(Work instructions) Pull out every line of the material that contains the word "black", matching case exactly.

(Data listing)
#####
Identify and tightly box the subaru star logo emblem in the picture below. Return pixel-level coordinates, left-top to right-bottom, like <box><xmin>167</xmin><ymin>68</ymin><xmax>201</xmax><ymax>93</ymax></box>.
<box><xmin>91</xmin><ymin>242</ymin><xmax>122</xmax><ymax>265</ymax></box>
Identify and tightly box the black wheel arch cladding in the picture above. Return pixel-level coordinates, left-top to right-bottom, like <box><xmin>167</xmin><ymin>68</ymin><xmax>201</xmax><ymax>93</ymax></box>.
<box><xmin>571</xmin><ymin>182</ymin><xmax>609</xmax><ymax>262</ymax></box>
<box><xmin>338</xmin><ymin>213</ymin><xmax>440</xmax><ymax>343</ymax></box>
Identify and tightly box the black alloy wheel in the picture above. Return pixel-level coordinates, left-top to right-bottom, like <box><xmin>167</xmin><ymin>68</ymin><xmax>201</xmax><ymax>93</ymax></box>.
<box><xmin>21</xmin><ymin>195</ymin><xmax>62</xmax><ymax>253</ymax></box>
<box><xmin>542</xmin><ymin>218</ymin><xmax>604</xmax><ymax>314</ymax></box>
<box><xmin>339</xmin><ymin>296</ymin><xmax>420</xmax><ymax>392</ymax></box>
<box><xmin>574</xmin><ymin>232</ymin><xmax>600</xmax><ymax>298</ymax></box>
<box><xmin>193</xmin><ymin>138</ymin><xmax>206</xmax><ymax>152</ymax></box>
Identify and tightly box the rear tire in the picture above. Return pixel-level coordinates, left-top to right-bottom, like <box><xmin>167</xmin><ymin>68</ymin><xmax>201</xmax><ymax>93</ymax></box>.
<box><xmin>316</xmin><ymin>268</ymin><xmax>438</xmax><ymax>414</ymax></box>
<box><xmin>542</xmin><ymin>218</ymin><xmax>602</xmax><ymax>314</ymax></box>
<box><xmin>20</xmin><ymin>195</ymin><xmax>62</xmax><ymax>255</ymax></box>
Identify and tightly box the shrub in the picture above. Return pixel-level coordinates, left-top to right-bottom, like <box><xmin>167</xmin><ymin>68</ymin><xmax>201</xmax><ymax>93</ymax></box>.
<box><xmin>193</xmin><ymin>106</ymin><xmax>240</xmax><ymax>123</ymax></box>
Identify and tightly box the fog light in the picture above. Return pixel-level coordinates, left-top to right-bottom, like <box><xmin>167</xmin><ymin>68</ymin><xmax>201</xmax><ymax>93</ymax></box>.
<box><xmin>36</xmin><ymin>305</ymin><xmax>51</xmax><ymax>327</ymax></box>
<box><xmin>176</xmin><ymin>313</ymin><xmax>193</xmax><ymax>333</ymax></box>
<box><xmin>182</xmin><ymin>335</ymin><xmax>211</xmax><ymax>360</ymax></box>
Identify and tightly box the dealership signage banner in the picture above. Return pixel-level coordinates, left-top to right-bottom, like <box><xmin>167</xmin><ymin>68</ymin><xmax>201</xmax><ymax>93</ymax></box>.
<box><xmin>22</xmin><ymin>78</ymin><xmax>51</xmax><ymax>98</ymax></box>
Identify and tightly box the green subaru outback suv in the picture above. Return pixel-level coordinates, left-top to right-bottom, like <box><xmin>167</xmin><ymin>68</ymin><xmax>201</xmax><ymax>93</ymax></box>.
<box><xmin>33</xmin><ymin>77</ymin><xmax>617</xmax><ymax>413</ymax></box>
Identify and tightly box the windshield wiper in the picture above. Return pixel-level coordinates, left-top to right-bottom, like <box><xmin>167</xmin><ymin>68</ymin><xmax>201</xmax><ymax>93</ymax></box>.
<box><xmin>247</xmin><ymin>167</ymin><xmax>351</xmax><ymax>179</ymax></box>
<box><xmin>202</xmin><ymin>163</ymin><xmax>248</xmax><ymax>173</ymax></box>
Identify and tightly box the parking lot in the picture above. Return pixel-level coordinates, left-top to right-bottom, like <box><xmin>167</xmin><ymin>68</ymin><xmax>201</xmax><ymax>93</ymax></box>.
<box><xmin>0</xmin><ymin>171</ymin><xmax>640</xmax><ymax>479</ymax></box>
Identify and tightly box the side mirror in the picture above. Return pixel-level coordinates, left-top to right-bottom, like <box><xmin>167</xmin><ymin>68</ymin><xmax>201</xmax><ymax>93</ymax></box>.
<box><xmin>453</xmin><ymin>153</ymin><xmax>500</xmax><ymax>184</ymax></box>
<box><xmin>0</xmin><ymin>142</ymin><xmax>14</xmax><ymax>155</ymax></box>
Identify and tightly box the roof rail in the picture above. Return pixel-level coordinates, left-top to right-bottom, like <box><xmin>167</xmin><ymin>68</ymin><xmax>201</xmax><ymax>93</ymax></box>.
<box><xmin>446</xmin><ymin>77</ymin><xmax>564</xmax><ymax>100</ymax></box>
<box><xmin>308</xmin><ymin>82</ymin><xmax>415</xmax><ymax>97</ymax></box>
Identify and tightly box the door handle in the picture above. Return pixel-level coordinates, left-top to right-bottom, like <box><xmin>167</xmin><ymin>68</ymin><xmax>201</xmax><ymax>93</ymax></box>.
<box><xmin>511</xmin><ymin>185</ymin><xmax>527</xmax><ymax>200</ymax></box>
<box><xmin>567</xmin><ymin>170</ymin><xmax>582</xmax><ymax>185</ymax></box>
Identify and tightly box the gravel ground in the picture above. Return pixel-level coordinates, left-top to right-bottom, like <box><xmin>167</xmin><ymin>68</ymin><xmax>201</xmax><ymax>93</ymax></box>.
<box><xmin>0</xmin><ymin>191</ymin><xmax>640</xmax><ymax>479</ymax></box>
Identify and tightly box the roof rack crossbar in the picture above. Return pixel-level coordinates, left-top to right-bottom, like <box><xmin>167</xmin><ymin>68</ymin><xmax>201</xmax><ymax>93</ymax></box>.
#####
(Output)
Identify and tightly box the black wheel arch cladding in the picture above. Return pixel-level coordinates, left-top to right-bottom, like <box><xmin>167</xmin><ymin>68</ymin><xmax>201</xmax><ymax>93</ymax></box>.
Identify and tightly box the black alloy wheel in the picture above. Return pixel-level coordinates, left-top to right-bottom, like <box><xmin>167</xmin><ymin>68</ymin><xmax>201</xmax><ymax>93</ymax></box>.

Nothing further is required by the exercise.